*Objectives*
[a] Repeat word for word everything in the passage about the visiting salesman from "After trying to" down to "even worse him.".
[b] Reproduce word for word everything in the listing from its first line down to and including the line containing "POLYGON ((310 343, 304".

*Excerpted passage*
=-=-=

After trying to talk me into the book for a minute or two, he finally said, “Can I be honest with you? I really would just love a cup of tea.”

“I’m sorry, we don’t have tea.” The disappointment on his face made me feel even worse him.

“Coffee?” Poor kid. We didn’t even own a coffee maker.

Water?”

I laughed. “Would you like to come in for a minute and dry off?” With a look of relief, he smiled politely and came inside. (Don’t worry, my roommate was home, too!)

He sat down with his glass of water. He was really quiet. We could tell that the rain wasn’t going to let up soon, so we asked him about his job. Through a series of questions we learned a lot:

He was from London. A friend told him about a job during the Summer that would take him to America to sell products. America. Land of the free.  Here he would get to make new friends, lots of money and if he sold enough products, he would win a trip to some Caribbean Island or something like that. He would also get a free bicycle to use for his job.                                                                        All he had to do was buy his plane ticket.                                                                                            When he got to America, he learned that in order to make that money he was promised, he had to go to at least 100 doors a day and sell 80 books a day. There was no chance of actually winning a trip or making much money. He was already out the cost of his plane ticket. Every morning he and the others in his group loaded into a van to be dropped off in different neighborhoods at 9 AM and picked up at 7 PM every evening. They each sold something different, so it was possible the other guys I had turned away were in his group. It turned out the job wasn’t as exciting as he thought. He didn’t get a lot of free time (if any) and he really missed London.

=-=-=

*Record excerpts*
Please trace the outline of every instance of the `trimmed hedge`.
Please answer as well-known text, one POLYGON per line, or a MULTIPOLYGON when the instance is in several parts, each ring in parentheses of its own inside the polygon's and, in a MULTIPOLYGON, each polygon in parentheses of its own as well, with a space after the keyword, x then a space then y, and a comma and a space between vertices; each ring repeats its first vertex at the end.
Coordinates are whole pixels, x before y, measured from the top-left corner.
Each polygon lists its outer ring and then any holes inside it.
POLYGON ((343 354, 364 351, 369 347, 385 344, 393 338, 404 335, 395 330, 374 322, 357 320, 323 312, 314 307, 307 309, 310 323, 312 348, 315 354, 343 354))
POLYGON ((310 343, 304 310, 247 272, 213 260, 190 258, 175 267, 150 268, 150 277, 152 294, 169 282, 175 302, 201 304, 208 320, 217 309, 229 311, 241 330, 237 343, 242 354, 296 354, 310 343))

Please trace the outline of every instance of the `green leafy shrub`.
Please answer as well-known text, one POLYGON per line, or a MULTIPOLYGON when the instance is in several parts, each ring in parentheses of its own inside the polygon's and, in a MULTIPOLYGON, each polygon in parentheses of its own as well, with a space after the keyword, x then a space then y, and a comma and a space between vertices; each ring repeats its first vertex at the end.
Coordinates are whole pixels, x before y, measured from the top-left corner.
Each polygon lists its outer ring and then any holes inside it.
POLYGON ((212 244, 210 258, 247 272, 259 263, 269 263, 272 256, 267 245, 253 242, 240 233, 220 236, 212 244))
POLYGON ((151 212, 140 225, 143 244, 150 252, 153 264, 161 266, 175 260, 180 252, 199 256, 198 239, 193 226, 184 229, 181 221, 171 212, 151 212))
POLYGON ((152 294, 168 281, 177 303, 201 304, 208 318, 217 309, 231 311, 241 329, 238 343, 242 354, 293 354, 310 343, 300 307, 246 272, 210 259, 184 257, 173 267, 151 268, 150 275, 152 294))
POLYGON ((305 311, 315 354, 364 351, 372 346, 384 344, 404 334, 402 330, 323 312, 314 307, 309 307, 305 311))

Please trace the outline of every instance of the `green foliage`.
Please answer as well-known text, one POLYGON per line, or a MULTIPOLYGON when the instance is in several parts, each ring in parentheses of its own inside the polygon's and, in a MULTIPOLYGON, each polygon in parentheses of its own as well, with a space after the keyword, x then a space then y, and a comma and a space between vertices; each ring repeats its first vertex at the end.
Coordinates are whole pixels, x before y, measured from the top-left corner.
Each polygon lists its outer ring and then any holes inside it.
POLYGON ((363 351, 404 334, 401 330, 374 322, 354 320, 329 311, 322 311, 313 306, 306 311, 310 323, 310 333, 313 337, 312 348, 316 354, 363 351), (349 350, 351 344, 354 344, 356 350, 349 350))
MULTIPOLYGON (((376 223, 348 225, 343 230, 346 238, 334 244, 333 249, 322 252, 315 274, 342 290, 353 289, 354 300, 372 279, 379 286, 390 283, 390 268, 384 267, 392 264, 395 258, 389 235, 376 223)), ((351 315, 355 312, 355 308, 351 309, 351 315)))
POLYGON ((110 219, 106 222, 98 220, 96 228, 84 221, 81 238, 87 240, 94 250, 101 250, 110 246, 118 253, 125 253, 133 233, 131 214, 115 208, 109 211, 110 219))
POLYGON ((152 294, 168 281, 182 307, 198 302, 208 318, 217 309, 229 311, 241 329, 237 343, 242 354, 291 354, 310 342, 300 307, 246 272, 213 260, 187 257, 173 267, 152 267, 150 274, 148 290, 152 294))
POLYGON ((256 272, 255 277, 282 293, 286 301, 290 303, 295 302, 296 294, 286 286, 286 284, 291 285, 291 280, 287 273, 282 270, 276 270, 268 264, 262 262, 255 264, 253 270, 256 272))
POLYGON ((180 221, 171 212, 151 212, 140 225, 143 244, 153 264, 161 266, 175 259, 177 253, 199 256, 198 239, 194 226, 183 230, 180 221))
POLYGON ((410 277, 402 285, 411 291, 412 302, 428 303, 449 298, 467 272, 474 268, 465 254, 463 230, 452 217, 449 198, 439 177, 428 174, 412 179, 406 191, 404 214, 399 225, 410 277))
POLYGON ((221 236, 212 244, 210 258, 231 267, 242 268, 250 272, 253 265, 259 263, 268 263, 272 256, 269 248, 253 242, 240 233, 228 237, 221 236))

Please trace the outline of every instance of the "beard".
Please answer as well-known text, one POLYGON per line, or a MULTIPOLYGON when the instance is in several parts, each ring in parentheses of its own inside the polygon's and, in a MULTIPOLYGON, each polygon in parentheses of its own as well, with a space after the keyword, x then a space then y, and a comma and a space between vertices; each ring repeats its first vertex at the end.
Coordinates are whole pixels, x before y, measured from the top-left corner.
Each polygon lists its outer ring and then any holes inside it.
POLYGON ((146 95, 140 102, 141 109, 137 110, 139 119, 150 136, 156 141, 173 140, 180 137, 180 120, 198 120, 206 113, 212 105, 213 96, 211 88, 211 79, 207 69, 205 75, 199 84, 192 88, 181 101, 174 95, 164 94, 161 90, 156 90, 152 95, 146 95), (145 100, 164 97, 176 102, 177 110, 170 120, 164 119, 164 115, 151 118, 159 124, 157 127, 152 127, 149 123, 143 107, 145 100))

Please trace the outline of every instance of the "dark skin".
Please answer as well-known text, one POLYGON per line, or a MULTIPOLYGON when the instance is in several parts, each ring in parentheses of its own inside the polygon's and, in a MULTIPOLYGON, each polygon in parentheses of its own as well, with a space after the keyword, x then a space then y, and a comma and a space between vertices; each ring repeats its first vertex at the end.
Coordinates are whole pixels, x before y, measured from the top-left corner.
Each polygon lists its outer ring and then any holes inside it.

=-=-=

*Solutions in order*
[a]
After trying to talk me into the book for a minute or two, he finally said, “Can I be honest with you? I really would just love a cup of tea.”

“I’m sorry, we don’t have tea.” The disappointment on his face made me feel even worse him.

[b]
Please trace the outline of every instance of the `trimmed hedge`.
Please answer as well-known text, one POLYGON per line, or a MULTIPOLYGON when the instance is in several parts, each ring in parentheses of its own inside the polygon's and, in a MULTIPOLYGON, each polygon in parentheses of its own as well, with a space after the keyword, x then a space then y, and a comma and a space between vertices; each ring repeats its first vertex at the end.
Coordinates are whole pixels, x before y, measured from the top-left corner.
Each polygon lists its outer ring and then any holes inside it.
POLYGON ((343 354, 364 351, 369 347, 385 344, 393 338, 404 335, 395 330, 374 322, 357 320, 323 312, 314 307, 307 309, 310 323, 312 348, 315 354, 343 354))
POLYGON ((310 343, 304 310, 247 272, 213 260, 190 258, 175 267, 150 268, 150 277, 152 294, 169 282, 175 302, 201 304, 208 320, 217 309, 229 311, 241 330, 237 343, 242 354, 296 354, 310 343))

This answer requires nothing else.